◆ Dataset rows on where objects appear ◆
<<<<
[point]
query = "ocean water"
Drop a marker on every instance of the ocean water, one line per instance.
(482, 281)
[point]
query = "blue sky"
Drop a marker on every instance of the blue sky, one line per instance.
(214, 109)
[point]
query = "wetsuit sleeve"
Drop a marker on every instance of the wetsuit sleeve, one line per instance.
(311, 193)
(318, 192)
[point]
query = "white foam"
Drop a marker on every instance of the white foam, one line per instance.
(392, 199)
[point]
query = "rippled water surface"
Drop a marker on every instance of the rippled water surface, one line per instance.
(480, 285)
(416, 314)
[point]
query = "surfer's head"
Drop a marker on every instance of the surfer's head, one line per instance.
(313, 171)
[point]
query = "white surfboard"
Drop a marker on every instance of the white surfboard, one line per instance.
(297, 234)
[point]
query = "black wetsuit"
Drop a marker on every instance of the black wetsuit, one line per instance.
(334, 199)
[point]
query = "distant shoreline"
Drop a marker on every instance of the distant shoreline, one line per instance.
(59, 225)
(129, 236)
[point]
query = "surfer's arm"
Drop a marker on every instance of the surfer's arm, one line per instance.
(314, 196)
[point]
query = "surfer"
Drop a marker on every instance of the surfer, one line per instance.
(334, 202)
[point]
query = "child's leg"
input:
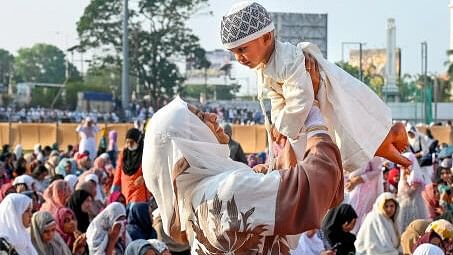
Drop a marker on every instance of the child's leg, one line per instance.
(394, 144)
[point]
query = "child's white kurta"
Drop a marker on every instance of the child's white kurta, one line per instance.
(358, 120)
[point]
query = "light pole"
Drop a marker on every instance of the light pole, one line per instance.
(125, 67)
(360, 55)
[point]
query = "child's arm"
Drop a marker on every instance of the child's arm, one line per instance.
(295, 103)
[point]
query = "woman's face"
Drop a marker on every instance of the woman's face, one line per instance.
(445, 175)
(349, 226)
(210, 120)
(48, 233)
(69, 224)
(390, 208)
(87, 205)
(26, 217)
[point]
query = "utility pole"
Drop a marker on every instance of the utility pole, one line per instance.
(125, 67)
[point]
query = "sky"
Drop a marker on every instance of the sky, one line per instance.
(26, 22)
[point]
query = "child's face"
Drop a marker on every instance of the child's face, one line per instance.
(255, 52)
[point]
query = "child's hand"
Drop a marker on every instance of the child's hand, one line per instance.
(311, 65)
(394, 144)
(277, 137)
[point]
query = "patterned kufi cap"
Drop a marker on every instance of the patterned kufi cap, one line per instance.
(245, 22)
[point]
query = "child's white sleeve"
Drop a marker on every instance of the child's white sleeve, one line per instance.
(298, 95)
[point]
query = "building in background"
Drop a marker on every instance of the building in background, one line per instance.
(301, 27)
(374, 60)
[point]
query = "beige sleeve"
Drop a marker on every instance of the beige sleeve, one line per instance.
(298, 98)
(308, 190)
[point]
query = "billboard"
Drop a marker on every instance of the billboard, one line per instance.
(216, 74)
(301, 27)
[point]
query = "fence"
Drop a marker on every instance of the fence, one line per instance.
(252, 138)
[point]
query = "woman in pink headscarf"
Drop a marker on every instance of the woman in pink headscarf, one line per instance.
(112, 148)
(56, 195)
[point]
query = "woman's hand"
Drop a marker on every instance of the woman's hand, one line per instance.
(79, 244)
(139, 181)
(287, 157)
(114, 232)
(260, 168)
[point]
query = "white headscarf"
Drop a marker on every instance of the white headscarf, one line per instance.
(378, 233)
(57, 246)
(97, 232)
(12, 229)
(428, 249)
(175, 132)
(25, 179)
(19, 151)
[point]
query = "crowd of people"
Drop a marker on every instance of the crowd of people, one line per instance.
(73, 202)
(138, 112)
(92, 199)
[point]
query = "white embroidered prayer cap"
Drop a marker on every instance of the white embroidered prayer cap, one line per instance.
(245, 22)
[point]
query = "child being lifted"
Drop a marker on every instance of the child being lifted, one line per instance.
(298, 78)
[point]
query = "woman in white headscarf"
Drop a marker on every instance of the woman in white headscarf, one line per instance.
(379, 232)
(410, 199)
(87, 132)
(44, 236)
(107, 231)
(15, 218)
(19, 151)
(26, 180)
(205, 198)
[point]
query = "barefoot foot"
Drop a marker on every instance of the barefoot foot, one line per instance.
(394, 144)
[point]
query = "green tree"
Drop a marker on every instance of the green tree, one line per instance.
(6, 66)
(157, 36)
(40, 63)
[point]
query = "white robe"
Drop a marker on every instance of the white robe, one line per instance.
(358, 120)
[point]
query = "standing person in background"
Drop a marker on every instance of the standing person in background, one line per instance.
(87, 132)
(422, 146)
(102, 147)
(236, 152)
(362, 187)
(112, 148)
(128, 175)
(410, 187)
(379, 232)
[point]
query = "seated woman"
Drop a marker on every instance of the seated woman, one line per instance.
(204, 196)
(81, 203)
(336, 227)
(440, 233)
(15, 218)
(379, 233)
(44, 236)
(67, 228)
(56, 196)
(106, 233)
(141, 247)
(139, 222)
(413, 232)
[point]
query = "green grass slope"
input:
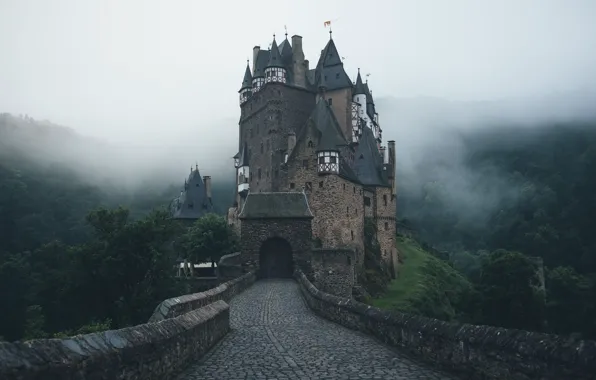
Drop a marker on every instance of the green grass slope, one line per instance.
(427, 286)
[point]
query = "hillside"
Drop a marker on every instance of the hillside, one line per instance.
(426, 285)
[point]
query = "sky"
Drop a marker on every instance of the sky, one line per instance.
(168, 71)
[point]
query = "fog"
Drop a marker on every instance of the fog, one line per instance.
(155, 83)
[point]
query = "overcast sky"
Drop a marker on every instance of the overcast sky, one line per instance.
(160, 71)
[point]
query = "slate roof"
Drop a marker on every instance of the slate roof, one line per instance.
(286, 52)
(368, 163)
(193, 202)
(359, 87)
(274, 56)
(331, 68)
(247, 81)
(275, 205)
(325, 121)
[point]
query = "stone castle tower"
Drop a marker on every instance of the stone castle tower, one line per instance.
(316, 131)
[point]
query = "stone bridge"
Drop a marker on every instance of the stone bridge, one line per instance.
(288, 329)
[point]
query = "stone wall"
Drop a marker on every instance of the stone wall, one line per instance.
(336, 203)
(152, 351)
(174, 307)
(476, 352)
(297, 232)
(334, 271)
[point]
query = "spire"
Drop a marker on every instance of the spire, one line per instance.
(247, 81)
(275, 56)
(359, 87)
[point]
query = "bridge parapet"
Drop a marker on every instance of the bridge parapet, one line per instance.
(176, 306)
(479, 352)
(151, 351)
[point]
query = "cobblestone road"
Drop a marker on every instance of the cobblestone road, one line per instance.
(275, 336)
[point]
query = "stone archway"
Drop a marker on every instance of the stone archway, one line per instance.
(276, 259)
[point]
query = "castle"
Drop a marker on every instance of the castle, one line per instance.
(316, 132)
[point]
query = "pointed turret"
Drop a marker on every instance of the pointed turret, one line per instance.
(246, 88)
(275, 71)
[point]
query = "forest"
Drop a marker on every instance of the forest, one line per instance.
(78, 256)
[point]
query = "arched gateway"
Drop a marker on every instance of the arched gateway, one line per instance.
(276, 233)
(275, 259)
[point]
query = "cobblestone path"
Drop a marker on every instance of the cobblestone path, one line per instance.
(275, 336)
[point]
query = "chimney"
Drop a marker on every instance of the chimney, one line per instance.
(291, 142)
(298, 66)
(391, 163)
(384, 154)
(255, 54)
(207, 180)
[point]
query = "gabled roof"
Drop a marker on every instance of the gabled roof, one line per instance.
(279, 205)
(325, 121)
(368, 163)
(286, 52)
(247, 81)
(331, 68)
(274, 56)
(359, 87)
(193, 202)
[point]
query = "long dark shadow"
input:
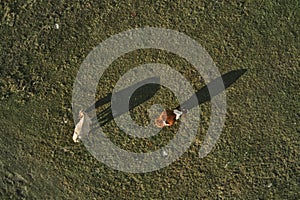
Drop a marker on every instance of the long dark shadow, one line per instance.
(203, 94)
(144, 92)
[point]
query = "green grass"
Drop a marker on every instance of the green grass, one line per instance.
(257, 156)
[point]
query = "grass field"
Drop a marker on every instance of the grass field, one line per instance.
(257, 155)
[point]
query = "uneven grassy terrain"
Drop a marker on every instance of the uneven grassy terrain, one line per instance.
(257, 155)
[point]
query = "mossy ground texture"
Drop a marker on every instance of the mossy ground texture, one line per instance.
(257, 155)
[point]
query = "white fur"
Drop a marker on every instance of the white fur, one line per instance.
(82, 127)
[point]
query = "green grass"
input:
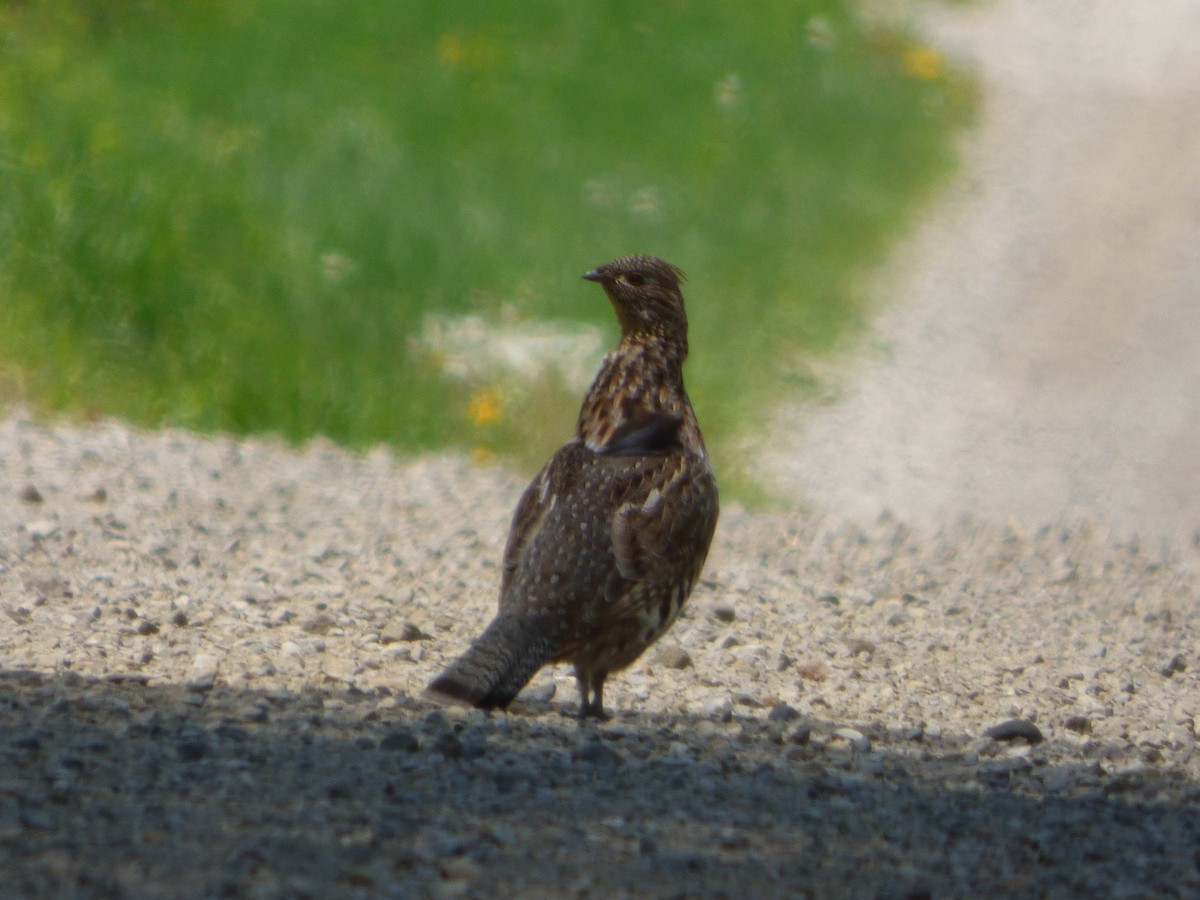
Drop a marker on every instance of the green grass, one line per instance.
(235, 215)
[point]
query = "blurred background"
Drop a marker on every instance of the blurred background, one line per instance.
(367, 220)
(1036, 357)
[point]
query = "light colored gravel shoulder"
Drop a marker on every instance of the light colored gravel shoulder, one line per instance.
(211, 654)
(1036, 351)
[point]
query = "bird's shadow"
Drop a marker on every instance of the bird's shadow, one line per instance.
(126, 789)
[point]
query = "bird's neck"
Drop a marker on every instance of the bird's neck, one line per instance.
(639, 381)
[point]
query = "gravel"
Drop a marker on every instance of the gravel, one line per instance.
(211, 655)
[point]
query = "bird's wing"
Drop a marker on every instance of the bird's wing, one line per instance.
(535, 503)
(666, 520)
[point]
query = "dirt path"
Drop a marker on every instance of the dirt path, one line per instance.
(1036, 354)
(211, 654)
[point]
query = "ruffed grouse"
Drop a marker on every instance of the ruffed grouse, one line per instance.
(609, 540)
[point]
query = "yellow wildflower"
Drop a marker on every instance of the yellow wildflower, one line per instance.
(467, 51)
(481, 455)
(485, 408)
(923, 63)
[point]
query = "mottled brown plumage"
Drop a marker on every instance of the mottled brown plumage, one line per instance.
(609, 540)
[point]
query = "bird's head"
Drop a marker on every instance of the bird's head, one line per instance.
(645, 293)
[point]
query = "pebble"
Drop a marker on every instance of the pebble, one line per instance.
(783, 713)
(853, 737)
(724, 612)
(597, 753)
(1014, 729)
(720, 708)
(42, 528)
(203, 672)
(1175, 665)
(1078, 724)
(400, 741)
(396, 631)
(673, 658)
(29, 493)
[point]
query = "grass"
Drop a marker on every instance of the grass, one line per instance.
(235, 216)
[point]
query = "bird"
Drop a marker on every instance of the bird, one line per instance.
(610, 538)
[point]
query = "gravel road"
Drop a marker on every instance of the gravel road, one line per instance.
(211, 654)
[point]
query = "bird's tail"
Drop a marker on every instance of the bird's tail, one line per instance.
(497, 665)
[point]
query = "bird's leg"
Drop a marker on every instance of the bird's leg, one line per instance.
(591, 685)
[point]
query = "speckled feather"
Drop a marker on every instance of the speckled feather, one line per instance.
(611, 537)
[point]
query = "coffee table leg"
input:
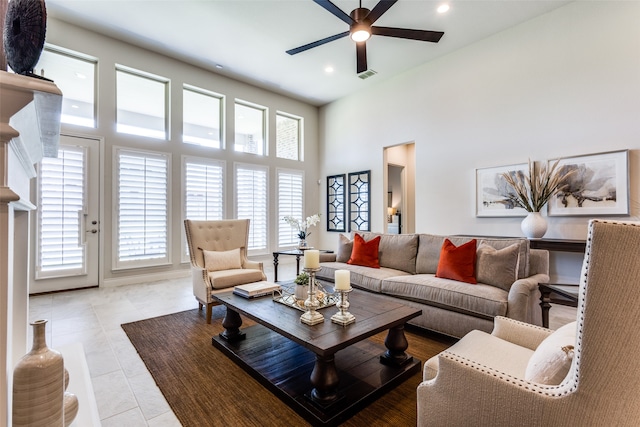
>>>>
◆ The task ◆
From the rows above, pull out each line containing the string "foam" and copy it unchanged.

◆ Complete output ◆
query = "white foam"
Drop a marker on every instance of the white foam, one line per instance.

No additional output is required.